Problem requirements: The records below must be duplicated exactly, character for character.

Dataset excerpts on object pointing:
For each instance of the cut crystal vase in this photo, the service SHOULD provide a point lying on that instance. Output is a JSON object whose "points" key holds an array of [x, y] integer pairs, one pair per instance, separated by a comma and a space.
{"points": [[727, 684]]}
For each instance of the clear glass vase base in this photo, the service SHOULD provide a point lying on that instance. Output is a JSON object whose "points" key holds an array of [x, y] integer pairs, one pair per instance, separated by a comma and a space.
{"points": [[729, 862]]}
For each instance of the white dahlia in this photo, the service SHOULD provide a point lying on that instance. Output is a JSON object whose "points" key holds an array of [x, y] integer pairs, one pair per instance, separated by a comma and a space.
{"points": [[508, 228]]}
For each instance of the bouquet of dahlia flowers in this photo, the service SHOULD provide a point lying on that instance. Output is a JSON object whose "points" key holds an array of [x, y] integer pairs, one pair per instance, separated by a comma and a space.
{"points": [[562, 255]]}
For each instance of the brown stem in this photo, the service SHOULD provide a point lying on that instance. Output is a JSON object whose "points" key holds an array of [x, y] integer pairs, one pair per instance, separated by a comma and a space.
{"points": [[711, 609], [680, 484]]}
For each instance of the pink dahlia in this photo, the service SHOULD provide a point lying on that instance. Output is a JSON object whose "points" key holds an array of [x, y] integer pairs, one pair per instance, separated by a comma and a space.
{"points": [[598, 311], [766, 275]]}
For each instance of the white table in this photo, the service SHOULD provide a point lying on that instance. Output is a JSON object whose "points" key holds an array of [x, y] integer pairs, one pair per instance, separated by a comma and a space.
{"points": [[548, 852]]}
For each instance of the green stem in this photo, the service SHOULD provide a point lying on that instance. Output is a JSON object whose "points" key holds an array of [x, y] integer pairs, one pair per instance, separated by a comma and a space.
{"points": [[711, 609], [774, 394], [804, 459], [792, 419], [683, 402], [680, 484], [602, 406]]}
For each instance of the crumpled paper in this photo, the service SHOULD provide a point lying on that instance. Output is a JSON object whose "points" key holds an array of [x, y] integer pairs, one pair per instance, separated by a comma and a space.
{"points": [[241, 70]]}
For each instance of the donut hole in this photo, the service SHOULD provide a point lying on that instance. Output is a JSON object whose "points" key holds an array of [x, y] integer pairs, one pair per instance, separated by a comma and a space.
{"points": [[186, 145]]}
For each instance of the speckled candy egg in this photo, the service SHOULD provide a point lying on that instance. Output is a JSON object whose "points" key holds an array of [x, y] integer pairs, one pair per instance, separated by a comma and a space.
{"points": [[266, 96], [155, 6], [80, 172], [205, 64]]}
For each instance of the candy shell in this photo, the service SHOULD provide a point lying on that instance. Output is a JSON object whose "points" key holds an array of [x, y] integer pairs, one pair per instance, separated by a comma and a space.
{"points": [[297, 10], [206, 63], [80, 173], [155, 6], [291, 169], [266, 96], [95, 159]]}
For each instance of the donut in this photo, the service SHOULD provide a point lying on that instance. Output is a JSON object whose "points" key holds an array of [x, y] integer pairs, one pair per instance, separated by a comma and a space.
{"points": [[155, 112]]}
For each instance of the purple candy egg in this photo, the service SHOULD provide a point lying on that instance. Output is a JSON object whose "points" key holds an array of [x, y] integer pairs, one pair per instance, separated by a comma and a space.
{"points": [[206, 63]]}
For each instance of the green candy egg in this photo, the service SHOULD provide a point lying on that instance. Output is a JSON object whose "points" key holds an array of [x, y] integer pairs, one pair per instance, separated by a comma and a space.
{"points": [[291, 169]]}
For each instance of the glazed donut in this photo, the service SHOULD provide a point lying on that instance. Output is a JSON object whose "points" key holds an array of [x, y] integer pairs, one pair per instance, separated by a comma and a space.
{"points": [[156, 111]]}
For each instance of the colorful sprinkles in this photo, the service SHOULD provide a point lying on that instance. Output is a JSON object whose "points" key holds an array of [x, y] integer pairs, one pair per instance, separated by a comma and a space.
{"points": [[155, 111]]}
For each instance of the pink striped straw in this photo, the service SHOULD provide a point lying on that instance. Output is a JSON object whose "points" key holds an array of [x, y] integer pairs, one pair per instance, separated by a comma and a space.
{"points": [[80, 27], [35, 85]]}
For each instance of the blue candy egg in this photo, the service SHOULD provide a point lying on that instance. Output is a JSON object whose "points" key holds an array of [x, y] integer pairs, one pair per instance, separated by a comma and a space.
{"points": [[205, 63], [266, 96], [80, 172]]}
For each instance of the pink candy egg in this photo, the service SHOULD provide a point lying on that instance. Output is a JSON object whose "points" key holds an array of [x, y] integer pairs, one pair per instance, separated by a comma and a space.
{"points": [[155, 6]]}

Correct response:
For each instance of the cut crystal vase in this photo, the service SHOULD provide a point lying on that instance. Output is a JSON object whose "points" key holds an array of [x, y] integer pairs, one pair per instance, separated by a comma and a space.
{"points": [[727, 684]]}
For each instance of the clear glass vase base in this photo, the service SHOULD provide a point lying on that instance. Output is a JSON object whose "points" key holds an array of [x, y] integer pairs, one pair per instance, separated by a comma and a space.
{"points": [[729, 862]]}
For each instance of the white dahlia in this photo, the service SHOULD provide a point lying on that instance. Output is a JSON object whose "points" key holds an array of [x, y] integer pairs, one pair per instance, separated by a comma and a space.
{"points": [[508, 228]]}
For each instance of the bouquet of dahlia flowers in this photo, the service SHOULD provide a point lying on that instance. Output is a JSON object whose "points" key holds an array of [x, y] integer pairs, one pair per instance, separated by a comma and a space.
{"points": [[562, 255]]}
For each instance of the brown stem in this photo, the service SHOULD provide a point lying on that instance. Output is a JSON object whose "points" key holds an array of [x, y] integer pairs, one pair per instance, separated by a comma and a space.
{"points": [[711, 609], [680, 484]]}
For each instance of the pink dahlia in this photo, the service SHOULD provide a point lying on that instance. Output is a JSON object whose "points" key holds an array of [x, y] integer pairs, one pair per instance, separated by a comma and a space.
{"points": [[598, 311], [766, 275]]}
For each instance of the white table in this photo, the service SHOULD provide a point lying on that instance. Output is a JSON object whose "points" key holds an array of [x, y] integer pairs, one pair per instance, separated by a comma and a space.
{"points": [[548, 852]]}
For each instance of the green stem in this photo, the service SHOULD provide a point lying on that instance. Output is a JSON object whose "points" key holds an array of [x, y] integer pairs, one pair per instance, separated by a comma and a space.
{"points": [[711, 609], [774, 394], [804, 459], [792, 419], [683, 402], [680, 484], [602, 406]]}
For each instance of the crumpled paper in this photo, the service SHOULD provide a point lying on that instance. Output is a JSON object whose "points" key holds an array of [x, y] integer pairs, one pair per instance, separated by a comma and a space.
{"points": [[241, 70]]}
For each instance of the donut hole in this photo, the service SHOULD provide a point lying on that instance. Output is a JSON object whose "points" key holds an array of [x, y] integer pairs, one pair per instance, separated by a comma and a space.
{"points": [[186, 145]]}
For each instance of the speckled candy egg in this photo, the service SHOULD provide a point lying on that instance. Output is a JSON object whose "points" key holds an array of [x, y] integer pairs, one pair per instance, separated by a comma and a space.
{"points": [[266, 96], [155, 6], [80, 172], [205, 64]]}
For each instance of the candy shell in this photo, the service SHOULD provide a point lying on that instance. Output is a JSON object whose "points" key holds an array of [x, y] integer pairs, one pair per instance, separated by a comma and a space.
{"points": [[297, 10], [206, 63], [80, 173], [155, 6], [291, 169], [266, 96], [95, 159]]}
For each instance of the donut in this photo, the service SHOULD provide a point lying on that instance. Output is a JSON object whose "points" key holds an array of [x, y] integer pairs, one pair per instance, separated by a comma and a space.
{"points": [[155, 112]]}
For each instance of the purple candy egg in this photo, the service SHOULD provide a point lying on that instance. Output is a JSON object whose "points" key holds an array of [x, y] integer pairs, one pair per instance, separated by a comma and a space.
{"points": [[206, 63]]}
For each instance of the green candy egg in this photo, the service SHOULD provide a point lying on that instance. Output is a JSON object whose "points" key holds an array of [x, y] integer pairs, one pair per instance, separated by a comma and a space.
{"points": [[291, 169]]}
For each instance of the glazed donut in this photo, the service SHOULD provide a point lying on that instance. Output is a JSON object whose "points" key holds an array of [x, y] integer pairs, one pair per instance, separated by a comma and a space.
{"points": [[156, 111]]}
For each instance of the colorful sprinkles in this photo, the service SHOULD provide a point lying on that instance. Output is a JSON object whose "points" key holds an array of [x, y] integer pairs, one pair per instance, separated by a comma and a space.
{"points": [[155, 111]]}
For each instance of the pink striped straw in this photo, the service SHOULD provide a point lying on that instance. Output is a JSON object whose "points" key holds an array of [x, y] integer pairs, one pair per instance, separated by a comma and a space.
{"points": [[80, 27], [35, 85]]}
For each instance of the blue candy egg in this photo, the service SHOULD provide a point lying on that instance. Output is a JSON object whose "points" key holds an array of [x, y] integer pairs, one pair per instance, separated by a comma and a space.
{"points": [[205, 63], [266, 96], [80, 172]]}
For each instance of the pink candy egg in this photo, the service SHOULD provide a point lying on that instance. Output is a JSON object whose "points" key holds an array of [x, y] integer pairs, one pair per instance, separated by a comma and a space.
{"points": [[155, 6]]}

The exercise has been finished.